*SET TASK*: Please copy the lines below word for word, from the first line through the line containing "[334, 343, 349, 355]", and leave the pictures out of your copy.

-------

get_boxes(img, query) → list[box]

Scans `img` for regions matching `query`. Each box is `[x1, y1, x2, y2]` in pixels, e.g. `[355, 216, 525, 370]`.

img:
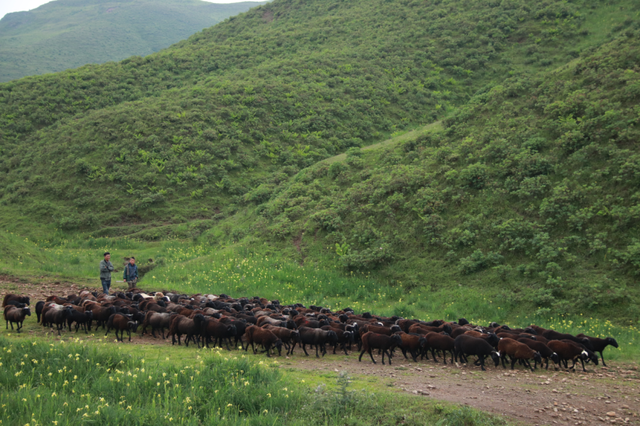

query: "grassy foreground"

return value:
[0, 232, 640, 360]
[0, 333, 506, 425]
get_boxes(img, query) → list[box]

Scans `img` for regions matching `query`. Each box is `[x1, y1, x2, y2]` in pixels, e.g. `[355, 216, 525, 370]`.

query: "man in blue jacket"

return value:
[122, 256, 138, 290]
[100, 252, 115, 294]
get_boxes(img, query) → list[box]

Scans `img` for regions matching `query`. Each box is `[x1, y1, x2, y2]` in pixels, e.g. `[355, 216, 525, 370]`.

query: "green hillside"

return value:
[0, 0, 264, 82]
[0, 0, 640, 319]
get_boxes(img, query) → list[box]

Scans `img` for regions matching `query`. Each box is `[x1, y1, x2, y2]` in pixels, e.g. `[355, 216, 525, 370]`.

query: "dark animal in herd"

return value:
[4, 305, 31, 333]
[2, 289, 618, 371]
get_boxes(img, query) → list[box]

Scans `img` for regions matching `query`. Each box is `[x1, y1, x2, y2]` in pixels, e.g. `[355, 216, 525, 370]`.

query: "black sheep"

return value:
[576, 334, 618, 367]
[358, 331, 402, 365]
[453, 334, 500, 371]
[4, 305, 31, 333]
[67, 309, 93, 334]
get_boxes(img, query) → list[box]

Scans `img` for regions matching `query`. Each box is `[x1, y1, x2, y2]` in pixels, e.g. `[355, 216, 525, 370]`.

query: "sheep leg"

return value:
[368, 348, 376, 364]
[524, 359, 533, 372]
[580, 358, 587, 373]
[598, 351, 607, 367]
[334, 343, 349, 355]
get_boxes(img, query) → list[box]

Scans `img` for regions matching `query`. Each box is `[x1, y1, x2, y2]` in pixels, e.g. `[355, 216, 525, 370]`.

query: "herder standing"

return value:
[100, 252, 115, 294]
[122, 256, 138, 290]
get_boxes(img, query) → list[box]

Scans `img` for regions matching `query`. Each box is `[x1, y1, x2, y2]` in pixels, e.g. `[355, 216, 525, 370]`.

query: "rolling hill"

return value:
[0, 0, 640, 318]
[0, 0, 263, 82]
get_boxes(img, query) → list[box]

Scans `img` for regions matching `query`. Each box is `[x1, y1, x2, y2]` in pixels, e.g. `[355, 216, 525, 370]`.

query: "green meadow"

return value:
[0, 333, 508, 426]
[0, 232, 640, 360]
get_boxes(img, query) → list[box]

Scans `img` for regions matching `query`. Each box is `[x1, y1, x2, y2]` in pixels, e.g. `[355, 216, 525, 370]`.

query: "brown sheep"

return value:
[547, 340, 589, 373]
[2, 293, 29, 308]
[4, 306, 31, 333]
[169, 315, 199, 347]
[576, 334, 618, 367]
[358, 331, 402, 365]
[244, 325, 282, 357]
[262, 324, 300, 355]
[425, 331, 455, 364]
[105, 314, 138, 342]
[498, 339, 542, 371]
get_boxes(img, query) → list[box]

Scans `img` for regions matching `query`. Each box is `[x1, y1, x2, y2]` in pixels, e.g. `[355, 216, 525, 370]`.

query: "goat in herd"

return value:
[2, 289, 618, 371]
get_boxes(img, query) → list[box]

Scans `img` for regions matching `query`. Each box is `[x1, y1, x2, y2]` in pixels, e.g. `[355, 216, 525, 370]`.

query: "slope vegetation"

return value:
[0, 0, 626, 236]
[226, 24, 640, 318]
[0, 0, 263, 82]
[0, 0, 640, 319]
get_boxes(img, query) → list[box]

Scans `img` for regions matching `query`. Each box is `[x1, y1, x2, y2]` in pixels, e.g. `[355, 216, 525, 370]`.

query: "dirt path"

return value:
[284, 354, 640, 425]
[0, 277, 640, 425]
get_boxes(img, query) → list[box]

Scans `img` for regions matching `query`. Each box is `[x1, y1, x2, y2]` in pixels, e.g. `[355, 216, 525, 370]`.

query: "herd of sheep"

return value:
[2, 290, 618, 371]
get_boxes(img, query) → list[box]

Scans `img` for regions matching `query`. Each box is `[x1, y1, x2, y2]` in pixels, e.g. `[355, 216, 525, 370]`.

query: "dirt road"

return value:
[0, 277, 640, 425]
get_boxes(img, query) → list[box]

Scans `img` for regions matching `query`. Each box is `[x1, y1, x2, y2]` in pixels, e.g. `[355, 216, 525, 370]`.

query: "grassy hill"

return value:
[0, 0, 640, 320]
[0, 0, 263, 82]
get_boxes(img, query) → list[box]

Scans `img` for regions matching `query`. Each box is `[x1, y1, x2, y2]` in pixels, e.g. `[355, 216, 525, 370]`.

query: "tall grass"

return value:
[0, 233, 640, 359]
[0, 337, 506, 426]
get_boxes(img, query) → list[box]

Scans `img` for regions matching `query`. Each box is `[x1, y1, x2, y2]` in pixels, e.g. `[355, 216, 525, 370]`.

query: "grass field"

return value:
[0, 233, 640, 360]
[0, 333, 507, 426]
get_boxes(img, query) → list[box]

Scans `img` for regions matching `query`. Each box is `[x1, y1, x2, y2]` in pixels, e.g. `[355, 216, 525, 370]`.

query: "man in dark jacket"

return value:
[122, 256, 138, 290]
[100, 252, 115, 294]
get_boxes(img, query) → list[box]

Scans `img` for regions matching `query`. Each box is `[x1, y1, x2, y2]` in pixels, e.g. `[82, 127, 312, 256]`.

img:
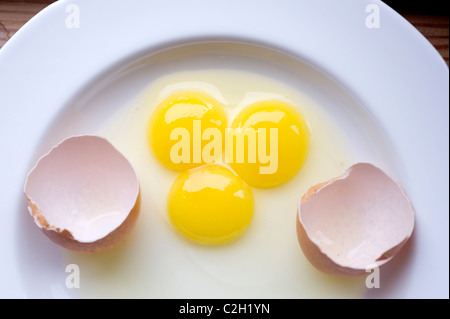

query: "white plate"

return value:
[0, 0, 449, 298]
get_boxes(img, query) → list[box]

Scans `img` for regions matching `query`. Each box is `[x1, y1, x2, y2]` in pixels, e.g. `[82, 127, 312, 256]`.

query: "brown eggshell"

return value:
[25, 135, 140, 253]
[296, 163, 414, 276]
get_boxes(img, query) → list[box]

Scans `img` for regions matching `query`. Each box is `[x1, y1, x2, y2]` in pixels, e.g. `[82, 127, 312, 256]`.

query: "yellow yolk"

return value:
[147, 91, 227, 171]
[168, 164, 253, 244]
[227, 101, 309, 188]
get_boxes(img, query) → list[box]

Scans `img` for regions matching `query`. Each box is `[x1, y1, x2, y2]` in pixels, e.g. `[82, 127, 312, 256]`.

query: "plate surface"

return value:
[0, 0, 449, 298]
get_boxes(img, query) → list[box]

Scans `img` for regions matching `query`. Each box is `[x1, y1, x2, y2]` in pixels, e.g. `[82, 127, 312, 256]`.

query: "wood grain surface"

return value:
[0, 0, 449, 65]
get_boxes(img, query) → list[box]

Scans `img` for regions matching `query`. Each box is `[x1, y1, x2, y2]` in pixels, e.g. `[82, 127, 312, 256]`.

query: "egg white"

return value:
[67, 69, 365, 298]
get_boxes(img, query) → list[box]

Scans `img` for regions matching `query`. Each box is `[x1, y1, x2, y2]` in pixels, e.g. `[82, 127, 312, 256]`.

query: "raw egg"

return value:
[167, 164, 254, 244]
[147, 90, 227, 171]
[230, 100, 309, 188]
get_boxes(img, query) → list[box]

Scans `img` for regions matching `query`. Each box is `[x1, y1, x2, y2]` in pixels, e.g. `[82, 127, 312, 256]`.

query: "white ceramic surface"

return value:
[0, 0, 449, 298]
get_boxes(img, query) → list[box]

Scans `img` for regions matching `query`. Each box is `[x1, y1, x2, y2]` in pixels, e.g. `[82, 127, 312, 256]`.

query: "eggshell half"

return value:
[297, 163, 414, 276]
[24, 135, 140, 253]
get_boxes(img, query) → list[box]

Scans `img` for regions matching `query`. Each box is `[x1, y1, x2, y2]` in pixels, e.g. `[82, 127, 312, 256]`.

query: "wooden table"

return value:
[0, 0, 449, 65]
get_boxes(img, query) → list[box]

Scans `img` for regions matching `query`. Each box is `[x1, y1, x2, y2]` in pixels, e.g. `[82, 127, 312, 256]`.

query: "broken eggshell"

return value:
[24, 135, 140, 253]
[297, 163, 414, 276]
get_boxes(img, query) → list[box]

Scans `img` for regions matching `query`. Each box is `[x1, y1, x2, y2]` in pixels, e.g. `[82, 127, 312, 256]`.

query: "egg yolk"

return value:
[168, 164, 253, 244]
[227, 101, 309, 188]
[147, 91, 227, 171]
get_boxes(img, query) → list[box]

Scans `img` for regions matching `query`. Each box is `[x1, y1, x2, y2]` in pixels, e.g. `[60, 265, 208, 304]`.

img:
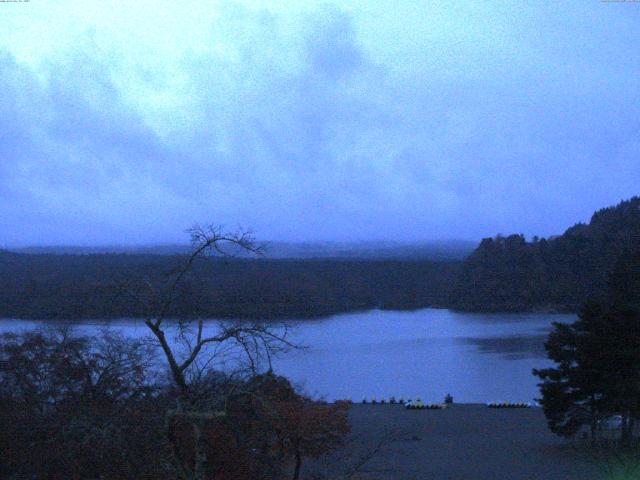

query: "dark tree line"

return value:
[449, 197, 640, 312]
[0, 252, 458, 319]
[534, 248, 640, 446]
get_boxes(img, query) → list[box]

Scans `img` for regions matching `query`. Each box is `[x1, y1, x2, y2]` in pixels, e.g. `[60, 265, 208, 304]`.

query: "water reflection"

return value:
[0, 309, 575, 402]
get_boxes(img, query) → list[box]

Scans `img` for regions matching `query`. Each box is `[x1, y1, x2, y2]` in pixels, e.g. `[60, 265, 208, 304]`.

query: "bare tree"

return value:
[136, 226, 293, 480]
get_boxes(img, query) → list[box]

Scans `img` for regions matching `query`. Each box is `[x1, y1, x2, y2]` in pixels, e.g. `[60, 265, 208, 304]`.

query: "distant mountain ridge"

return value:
[449, 196, 640, 311]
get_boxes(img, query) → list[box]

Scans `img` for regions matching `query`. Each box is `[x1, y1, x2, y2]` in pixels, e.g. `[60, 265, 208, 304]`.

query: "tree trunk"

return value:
[193, 422, 207, 480]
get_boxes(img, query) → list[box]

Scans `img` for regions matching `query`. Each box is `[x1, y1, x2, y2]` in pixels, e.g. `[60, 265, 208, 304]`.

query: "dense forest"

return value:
[449, 197, 640, 312]
[0, 197, 640, 319]
[0, 252, 459, 319]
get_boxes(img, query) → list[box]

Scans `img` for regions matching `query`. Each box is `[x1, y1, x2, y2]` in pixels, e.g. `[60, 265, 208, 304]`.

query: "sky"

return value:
[0, 0, 640, 247]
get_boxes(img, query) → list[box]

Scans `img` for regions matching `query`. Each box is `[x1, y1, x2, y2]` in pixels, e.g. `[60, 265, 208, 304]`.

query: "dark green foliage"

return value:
[534, 303, 640, 439]
[0, 254, 458, 319]
[449, 197, 640, 312]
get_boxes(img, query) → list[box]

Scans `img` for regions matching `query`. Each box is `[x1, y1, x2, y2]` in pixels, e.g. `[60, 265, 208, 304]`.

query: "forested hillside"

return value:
[0, 252, 459, 319]
[449, 197, 640, 311]
[0, 197, 640, 319]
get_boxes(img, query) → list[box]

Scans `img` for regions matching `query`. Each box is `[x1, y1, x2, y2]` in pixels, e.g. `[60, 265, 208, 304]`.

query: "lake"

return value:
[0, 309, 576, 402]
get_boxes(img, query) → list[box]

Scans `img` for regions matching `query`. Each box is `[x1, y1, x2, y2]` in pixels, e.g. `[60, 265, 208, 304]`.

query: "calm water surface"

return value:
[0, 309, 575, 402]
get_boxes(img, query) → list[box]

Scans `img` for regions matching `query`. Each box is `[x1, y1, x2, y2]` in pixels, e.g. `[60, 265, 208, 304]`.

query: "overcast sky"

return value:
[0, 0, 640, 246]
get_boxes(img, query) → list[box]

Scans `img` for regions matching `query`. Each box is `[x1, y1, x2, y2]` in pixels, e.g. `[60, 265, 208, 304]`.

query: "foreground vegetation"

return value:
[0, 330, 349, 480]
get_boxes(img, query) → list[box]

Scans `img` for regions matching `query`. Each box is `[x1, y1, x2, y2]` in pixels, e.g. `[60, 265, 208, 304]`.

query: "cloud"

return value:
[0, 2, 640, 245]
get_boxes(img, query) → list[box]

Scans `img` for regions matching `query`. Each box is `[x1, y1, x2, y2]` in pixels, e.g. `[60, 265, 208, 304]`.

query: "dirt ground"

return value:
[303, 404, 608, 480]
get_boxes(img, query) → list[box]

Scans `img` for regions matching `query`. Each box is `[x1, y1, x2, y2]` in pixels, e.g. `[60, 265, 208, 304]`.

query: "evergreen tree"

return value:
[533, 303, 640, 442]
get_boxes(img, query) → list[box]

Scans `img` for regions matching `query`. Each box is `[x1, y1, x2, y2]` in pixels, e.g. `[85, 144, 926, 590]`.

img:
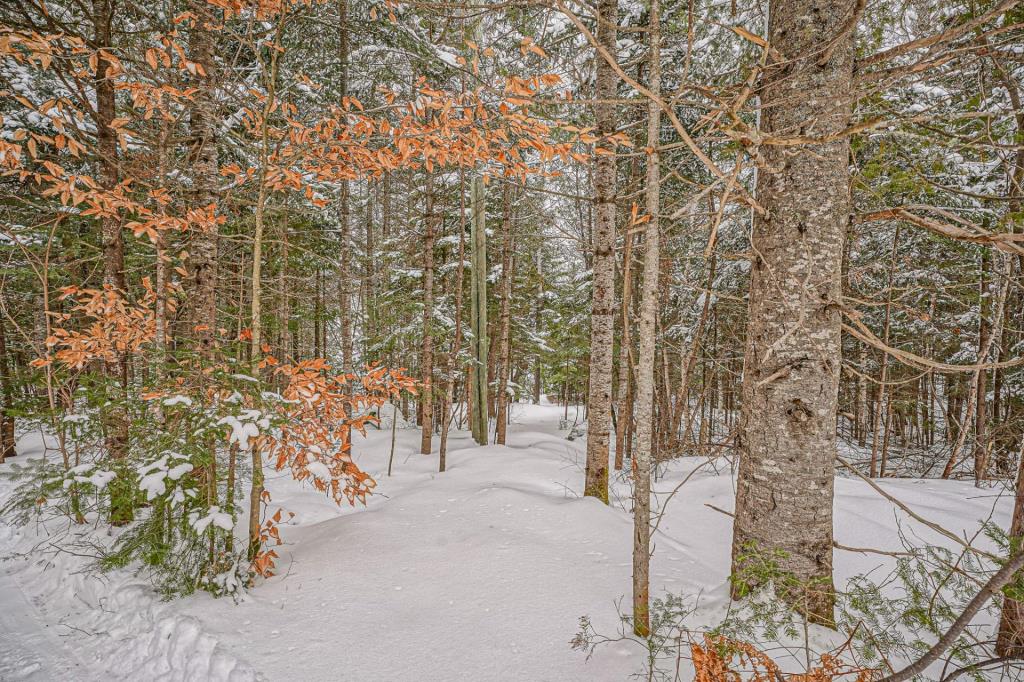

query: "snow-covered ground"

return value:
[0, 404, 1011, 682]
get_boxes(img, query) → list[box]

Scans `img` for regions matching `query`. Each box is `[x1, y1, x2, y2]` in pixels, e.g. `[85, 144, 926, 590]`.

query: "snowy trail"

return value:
[0, 404, 1010, 682]
[0, 574, 92, 682]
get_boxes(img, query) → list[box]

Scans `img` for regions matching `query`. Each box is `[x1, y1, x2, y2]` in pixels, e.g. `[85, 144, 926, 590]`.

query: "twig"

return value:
[879, 552, 1024, 682]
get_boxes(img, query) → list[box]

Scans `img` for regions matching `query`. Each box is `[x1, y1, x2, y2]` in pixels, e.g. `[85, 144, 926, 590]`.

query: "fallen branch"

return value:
[879, 552, 1024, 682]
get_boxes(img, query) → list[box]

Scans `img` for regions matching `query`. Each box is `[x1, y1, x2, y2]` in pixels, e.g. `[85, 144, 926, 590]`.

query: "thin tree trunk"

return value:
[868, 224, 900, 478]
[470, 177, 487, 445]
[495, 182, 512, 445]
[584, 0, 618, 504]
[0, 313, 17, 464]
[420, 173, 440, 455]
[92, 0, 134, 525]
[248, 10, 288, 561]
[437, 169, 466, 472]
[633, 0, 662, 637]
[614, 224, 633, 471]
[995, 430, 1024, 658]
[732, 0, 853, 625]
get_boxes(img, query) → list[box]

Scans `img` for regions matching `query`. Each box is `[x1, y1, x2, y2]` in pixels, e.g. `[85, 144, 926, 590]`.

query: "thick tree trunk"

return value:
[92, 0, 134, 525]
[732, 0, 853, 625]
[633, 0, 662, 637]
[584, 0, 618, 504]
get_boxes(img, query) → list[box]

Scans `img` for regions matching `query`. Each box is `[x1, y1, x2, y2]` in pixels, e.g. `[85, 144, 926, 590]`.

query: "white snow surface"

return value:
[0, 404, 1012, 682]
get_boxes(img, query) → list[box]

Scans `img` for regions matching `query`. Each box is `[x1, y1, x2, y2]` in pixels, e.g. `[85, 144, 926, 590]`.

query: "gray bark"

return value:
[584, 0, 618, 504]
[732, 0, 853, 625]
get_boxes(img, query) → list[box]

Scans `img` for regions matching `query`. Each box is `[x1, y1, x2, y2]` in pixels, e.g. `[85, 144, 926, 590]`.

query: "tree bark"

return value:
[614, 225, 633, 471]
[92, 0, 134, 525]
[495, 182, 512, 445]
[584, 0, 618, 504]
[995, 430, 1024, 658]
[732, 0, 853, 625]
[0, 312, 17, 464]
[420, 173, 439, 455]
[633, 0, 667, 637]
[470, 177, 487, 445]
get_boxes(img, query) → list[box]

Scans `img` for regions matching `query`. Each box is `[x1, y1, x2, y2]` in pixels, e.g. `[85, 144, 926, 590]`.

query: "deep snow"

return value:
[0, 404, 1011, 682]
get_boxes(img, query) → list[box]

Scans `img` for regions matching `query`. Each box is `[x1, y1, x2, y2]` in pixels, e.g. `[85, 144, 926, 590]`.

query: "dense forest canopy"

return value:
[0, 0, 1024, 680]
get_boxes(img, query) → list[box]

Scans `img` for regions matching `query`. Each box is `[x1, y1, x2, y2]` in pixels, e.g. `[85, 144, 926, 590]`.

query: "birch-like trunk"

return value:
[732, 0, 853, 625]
[495, 182, 512, 445]
[420, 173, 440, 455]
[584, 0, 618, 504]
[469, 177, 487, 445]
[633, 0, 662, 637]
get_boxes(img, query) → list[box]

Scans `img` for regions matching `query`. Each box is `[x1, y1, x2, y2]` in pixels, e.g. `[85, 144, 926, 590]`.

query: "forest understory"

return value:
[0, 0, 1024, 682]
[0, 403, 1015, 682]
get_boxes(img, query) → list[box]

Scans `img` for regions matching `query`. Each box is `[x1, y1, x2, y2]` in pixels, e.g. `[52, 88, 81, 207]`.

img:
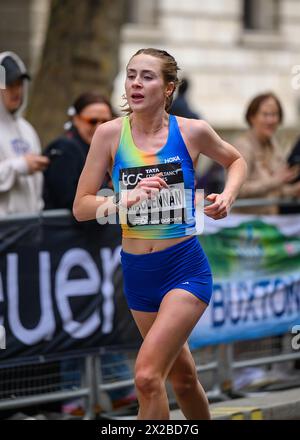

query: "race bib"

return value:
[119, 162, 186, 227]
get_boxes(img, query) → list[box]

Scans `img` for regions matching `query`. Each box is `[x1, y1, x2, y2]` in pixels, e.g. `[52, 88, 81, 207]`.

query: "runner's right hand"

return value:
[24, 154, 50, 174]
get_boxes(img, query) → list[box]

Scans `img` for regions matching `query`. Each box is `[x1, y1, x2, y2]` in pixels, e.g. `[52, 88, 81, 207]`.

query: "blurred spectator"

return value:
[170, 78, 201, 119]
[0, 52, 49, 217]
[280, 138, 300, 214]
[234, 93, 300, 214]
[44, 92, 113, 210]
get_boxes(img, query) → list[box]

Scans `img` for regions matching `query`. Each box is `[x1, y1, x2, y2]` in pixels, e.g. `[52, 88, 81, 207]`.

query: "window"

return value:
[243, 0, 279, 31]
[125, 0, 157, 25]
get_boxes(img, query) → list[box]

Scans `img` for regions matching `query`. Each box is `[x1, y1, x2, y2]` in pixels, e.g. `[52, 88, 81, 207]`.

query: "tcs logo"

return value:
[122, 173, 143, 186]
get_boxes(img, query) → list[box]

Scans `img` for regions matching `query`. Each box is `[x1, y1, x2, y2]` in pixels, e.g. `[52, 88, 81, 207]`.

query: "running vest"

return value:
[112, 115, 196, 239]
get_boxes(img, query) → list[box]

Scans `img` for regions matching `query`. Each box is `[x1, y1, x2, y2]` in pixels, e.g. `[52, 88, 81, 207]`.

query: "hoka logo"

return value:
[165, 156, 180, 163]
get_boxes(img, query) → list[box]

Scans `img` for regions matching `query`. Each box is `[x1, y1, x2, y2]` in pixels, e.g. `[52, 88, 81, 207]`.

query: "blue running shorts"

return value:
[121, 236, 213, 312]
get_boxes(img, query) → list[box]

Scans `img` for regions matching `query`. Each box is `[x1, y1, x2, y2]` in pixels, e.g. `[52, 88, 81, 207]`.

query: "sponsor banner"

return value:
[190, 214, 300, 348]
[0, 217, 140, 364]
[0, 215, 300, 365]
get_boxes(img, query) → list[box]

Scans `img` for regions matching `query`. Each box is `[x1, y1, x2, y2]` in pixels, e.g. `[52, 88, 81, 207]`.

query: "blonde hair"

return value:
[121, 47, 180, 113]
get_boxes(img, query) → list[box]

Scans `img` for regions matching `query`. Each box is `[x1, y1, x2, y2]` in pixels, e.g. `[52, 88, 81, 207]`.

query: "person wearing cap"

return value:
[0, 52, 49, 217]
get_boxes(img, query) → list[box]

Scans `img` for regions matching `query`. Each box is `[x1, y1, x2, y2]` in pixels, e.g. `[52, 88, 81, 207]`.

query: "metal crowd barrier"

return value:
[0, 198, 300, 419]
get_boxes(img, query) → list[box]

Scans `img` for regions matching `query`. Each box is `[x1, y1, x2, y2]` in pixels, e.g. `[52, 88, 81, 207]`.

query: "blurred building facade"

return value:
[0, 0, 300, 132]
[0, 0, 50, 73]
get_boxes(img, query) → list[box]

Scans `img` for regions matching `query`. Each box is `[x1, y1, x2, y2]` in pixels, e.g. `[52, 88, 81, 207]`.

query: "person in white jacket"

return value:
[0, 52, 49, 218]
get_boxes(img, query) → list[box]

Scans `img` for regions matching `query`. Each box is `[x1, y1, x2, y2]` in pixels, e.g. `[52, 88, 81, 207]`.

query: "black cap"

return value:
[1, 55, 30, 86]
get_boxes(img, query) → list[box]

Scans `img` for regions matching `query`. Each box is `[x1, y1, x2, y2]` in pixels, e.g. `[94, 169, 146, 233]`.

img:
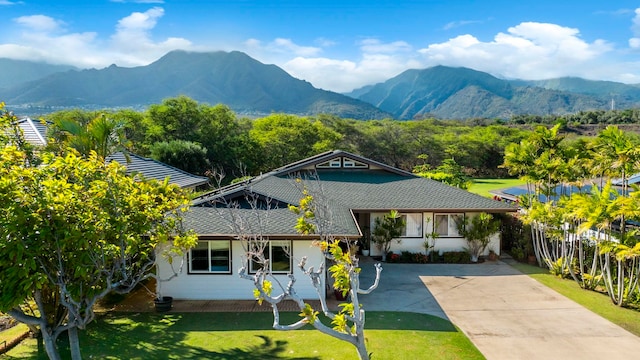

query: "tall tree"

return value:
[0, 108, 196, 359]
[49, 113, 129, 159]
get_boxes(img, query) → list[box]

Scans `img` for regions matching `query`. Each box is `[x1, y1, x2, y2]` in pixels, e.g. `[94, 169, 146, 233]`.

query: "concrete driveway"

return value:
[361, 259, 640, 360]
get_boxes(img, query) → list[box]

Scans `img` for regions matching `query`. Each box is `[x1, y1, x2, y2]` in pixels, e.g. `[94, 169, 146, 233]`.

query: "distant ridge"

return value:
[0, 51, 389, 119]
[347, 66, 640, 119]
[0, 51, 640, 120]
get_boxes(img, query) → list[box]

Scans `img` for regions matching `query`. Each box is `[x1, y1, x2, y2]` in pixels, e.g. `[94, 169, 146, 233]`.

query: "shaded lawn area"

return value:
[511, 263, 640, 336]
[467, 179, 526, 198]
[0, 312, 484, 360]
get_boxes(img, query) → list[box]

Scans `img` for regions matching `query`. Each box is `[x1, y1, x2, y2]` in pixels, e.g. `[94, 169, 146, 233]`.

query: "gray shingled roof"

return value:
[183, 206, 360, 237]
[186, 151, 517, 236]
[107, 152, 209, 188]
[11, 117, 209, 188]
[18, 117, 47, 146]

-------

*ANSWER TO THIS PROBLEM*:
get_boxes(img, query) → list[box]

Scans `img` for regions matching `query`. Each box is `[x1, y1, x2, y2]` in pixels, e.g. `[355, 216, 525, 370]`.

img:

query: "grassy foreground"

return value:
[0, 232, 640, 360]
[0, 333, 506, 425]
get_boxes(img, query) → list[box]

Scans `img` for regions matching `query`. Each box is `[x1, y1, x2, y2]` in pixels, e.g. `[355, 216, 525, 370]`.

query: "man in blue jacket"

return value:
[122, 256, 138, 290]
[100, 252, 115, 294]
get_boxes(img, query) → list[box]

Scans `img` for regions matching `query`. Each box is `[x1, y1, x2, y2]` in pixels, e.g. `[355, 216, 525, 370]`.

query: "green hillside"

return value:
[0, 0, 264, 82]
[0, 0, 640, 319]
get_boxes(img, query) → list[box]

Scans `img` for regions matching `query`. Each box is `[x1, y1, x2, y2]` in pixels, e.g. `[355, 216, 525, 370]`.

query: "dark animal in herd"

return value:
[4, 305, 31, 333]
[2, 289, 618, 371]
get_boxes(img, query) → list[box]

Scans `img` for regions matching `query`. Each box is `[x1, y1, x2, y2]` in pixels, e.g. `[355, 216, 525, 370]`.

query: "black sheep"

return value:
[576, 334, 618, 367]
[358, 331, 402, 365]
[453, 334, 500, 371]
[4, 305, 31, 333]
[67, 309, 93, 334]
get_boxes(img, query) → list[box]

Scans `img` for regions matching `query`. Each box is `[x1, y1, x2, y2]` in pixels, e.g. `[355, 216, 525, 370]`.

query: "sheep leg"

return value:
[368, 348, 376, 364]
[524, 359, 533, 372]
[580, 358, 587, 373]
[598, 351, 607, 367]
[334, 343, 349, 355]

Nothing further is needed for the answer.